----- Quoted text

To unlock the social power of the multiracial working class will require breaking the Laborite chains by which the union tops shackle the proletariat to their capitalist exploiters. Fostering class-collaboration has always been an article of faith for the trade-union bureaucracy, who formed the ALP parliamentary party in response to the defeats of class battles in the 1890s. Tying workers to ALP parliamentarism has been an historic graveyard for proletarian and all social struggles. The ALP’s “roots” lie in explicit rejection of class struggle and the adoption of “White Australia” racism. The exclusion of “cheap Asian labour” was the basis of the ALP’s chimera of bringing prosperity to its white Australian working-class base through domestic capital ownership and the exploitation of Australia’s natural resources.

Capturing the class-collaboration and nationalism of the union tops, CFMEU national secretary, Michael O’Connor declared before the 4 July Perth rally, “Let’s make sure we use this [resources] boom to develop our economy, develop our community, develop our local kids ... we need the government to intervene and businesses to step up to the plate” (Australian Financial Review, 4 July). It is little wonder that a “Resolution on Immigration and Temporary Workers,” passed at a 14-15 June CFMEU Construction and General Divisional Executive Meeting and posted on the union’s national website, positively notes that the policy of the ALP “is that Australian workers have primary rights to Australian jobs” and “welcomes the implementation of a jobs board and statements by the Prime Minister and Government that EMA users will be required to offer jobs to Australian residents and citizens before bringing in temporary overseas workers.”

The union tops’ nationalist appeals to the capitalist state to defend “Australian jobs” is a cover for their prostration before the bosses’ attacks on unions, jobs and conditions. Their abject betrayal of class struggle has seen them sell out workers’ struggles in the bosses’ courts from the maritime dispute in 1998 to the knifing of the struggle at Qantas last year. In the last month alone, almost 30,000 jobs were lost with little or no struggle by the union bureaucrats.

Fused at the hip with the pro-capitalist ALP parliamentarians, the bureaucratic caste of trade-union misleaders is based on a thin layer of privileged workers. This caste is bought off by the crumbs obtained from the profits derived by Australian imperialist plunder and exploitation abroad. In contrast to the poisonous chauvinism promoted by the union bureaucracy, Marxists make clear that it is not overseas workers who cause unemployment but the bourgeois rulers at home and their capitalist system. While opposing all racist immigration laws including the indentured servitude that “guest worker” schemes represent, we do not seek to advise the bourgeoisie on how best to run their racist and exploitative system. The capitalist rulers will always use immigration to suit their purpose, which is first and foremost to maximise profit. As we wrote in our International Declaration of Principles:

“Modern capitalism, i.e., imperialism, reaching into all areas of the planet, in the course of the class struggle and as economic need demands, brings into the proletariat at its bottom new sources of cheaper labor, principally immigrants from poorer and less-developed regions of the world—workers with few rights who are deemed more disposable in times of economic contraction. Thus capitalism in ongoing fashion creates different strata among the workers, while simultaneously amalgamating the workers of many different lands. Everywhere, the capitalists, abetted by aristocracy-of-labor opportunists, try to poison class consciousness and solidarity among the workers by fomenting religious, national and ethnic divisions. The struggle for the unity and integrity of the working class against chauvinism and racism is thus a vital task for the proletarian vanguard.”

----------

▸ **Things to do**
A. In the article on the ALP and the unions, list everything that Michael O'Connor says the resources boom should be used to develop.
B. Please reproduce a passage from the article on the ALP and the unions word for word, starting at "The union tops’" and ending at "the union bureaucrats.".

----- Data excerpts

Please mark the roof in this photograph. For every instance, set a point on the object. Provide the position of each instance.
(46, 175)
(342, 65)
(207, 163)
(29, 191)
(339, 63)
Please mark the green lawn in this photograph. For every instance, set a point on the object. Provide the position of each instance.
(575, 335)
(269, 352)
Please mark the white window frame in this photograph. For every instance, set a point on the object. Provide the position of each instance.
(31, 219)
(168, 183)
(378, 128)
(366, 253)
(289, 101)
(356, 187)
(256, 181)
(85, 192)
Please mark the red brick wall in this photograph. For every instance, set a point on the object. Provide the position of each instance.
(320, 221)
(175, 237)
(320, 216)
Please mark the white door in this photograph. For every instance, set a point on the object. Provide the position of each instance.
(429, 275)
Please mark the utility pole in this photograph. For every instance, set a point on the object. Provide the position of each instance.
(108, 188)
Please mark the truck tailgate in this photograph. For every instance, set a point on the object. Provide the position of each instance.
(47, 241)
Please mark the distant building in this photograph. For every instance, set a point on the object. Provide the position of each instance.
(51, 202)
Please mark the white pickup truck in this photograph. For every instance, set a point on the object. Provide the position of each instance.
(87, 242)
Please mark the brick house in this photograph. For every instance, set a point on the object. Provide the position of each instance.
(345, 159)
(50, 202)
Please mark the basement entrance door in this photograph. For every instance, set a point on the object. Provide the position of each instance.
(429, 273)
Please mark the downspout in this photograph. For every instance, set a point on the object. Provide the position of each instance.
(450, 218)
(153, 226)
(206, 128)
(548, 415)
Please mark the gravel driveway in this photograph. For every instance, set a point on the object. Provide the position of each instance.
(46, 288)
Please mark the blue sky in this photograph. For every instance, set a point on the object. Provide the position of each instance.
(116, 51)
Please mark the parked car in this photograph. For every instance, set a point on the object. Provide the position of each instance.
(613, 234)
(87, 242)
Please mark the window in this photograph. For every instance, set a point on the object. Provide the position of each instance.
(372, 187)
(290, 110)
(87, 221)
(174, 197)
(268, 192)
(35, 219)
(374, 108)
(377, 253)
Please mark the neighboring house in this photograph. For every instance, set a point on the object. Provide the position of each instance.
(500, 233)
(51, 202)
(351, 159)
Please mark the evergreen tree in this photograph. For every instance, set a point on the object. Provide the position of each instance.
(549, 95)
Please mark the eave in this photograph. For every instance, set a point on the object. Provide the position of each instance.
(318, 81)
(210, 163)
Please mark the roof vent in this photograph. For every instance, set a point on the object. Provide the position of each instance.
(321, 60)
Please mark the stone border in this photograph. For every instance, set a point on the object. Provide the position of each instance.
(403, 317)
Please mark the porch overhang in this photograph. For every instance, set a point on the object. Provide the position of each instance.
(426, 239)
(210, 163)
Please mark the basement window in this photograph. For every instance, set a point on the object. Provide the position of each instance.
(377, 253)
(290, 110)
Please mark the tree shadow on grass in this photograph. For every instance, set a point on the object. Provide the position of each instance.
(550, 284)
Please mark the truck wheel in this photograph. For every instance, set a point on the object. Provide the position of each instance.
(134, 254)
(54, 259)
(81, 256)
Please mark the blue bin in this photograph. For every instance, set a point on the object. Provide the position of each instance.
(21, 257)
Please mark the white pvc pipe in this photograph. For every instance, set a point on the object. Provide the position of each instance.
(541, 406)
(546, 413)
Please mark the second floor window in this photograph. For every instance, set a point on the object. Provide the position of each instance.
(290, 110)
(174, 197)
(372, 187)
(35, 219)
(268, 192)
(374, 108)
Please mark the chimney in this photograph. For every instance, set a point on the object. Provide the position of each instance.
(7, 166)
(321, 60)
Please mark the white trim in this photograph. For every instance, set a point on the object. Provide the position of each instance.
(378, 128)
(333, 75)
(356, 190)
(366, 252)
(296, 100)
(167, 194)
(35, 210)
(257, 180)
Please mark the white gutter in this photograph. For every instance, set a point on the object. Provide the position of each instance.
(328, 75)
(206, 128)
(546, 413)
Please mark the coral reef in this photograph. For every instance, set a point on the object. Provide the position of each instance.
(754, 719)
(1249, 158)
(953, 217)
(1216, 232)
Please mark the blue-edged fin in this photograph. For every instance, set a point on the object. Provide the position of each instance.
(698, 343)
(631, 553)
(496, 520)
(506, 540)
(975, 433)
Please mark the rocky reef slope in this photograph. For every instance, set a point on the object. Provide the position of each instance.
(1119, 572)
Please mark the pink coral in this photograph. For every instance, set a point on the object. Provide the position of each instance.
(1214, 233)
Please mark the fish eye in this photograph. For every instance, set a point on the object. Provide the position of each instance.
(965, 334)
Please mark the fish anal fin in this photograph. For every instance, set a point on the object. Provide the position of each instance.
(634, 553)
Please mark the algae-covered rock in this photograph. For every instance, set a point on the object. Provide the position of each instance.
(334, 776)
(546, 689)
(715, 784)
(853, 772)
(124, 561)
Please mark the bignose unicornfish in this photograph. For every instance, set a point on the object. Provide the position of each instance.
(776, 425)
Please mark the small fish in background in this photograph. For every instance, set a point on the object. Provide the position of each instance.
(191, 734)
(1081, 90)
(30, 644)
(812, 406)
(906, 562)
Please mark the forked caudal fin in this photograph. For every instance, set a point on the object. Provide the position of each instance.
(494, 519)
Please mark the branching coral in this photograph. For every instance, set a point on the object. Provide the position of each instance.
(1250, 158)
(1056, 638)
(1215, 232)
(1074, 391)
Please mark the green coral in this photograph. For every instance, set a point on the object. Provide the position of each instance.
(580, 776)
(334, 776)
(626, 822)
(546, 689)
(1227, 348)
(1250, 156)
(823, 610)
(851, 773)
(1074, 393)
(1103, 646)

----------

▸ **Exercise results**
A.
- our economy
- our community
- our local kids

B.
The union tops’ nationalist appeals to the capitalist state to defend “Australian jobs” is a cover for their prostration before the bosses’ attacks on unions, jobs and conditions. Their abject betrayal of class struggle has seen them sell out workers’ struggles in the bosses’ courts from the maritime dispute in 1998 to the knifing of the struggle at Qantas last year. In the last month alone, almost 30,000 jobs were lost with little or no struggle by the union bureaucrats.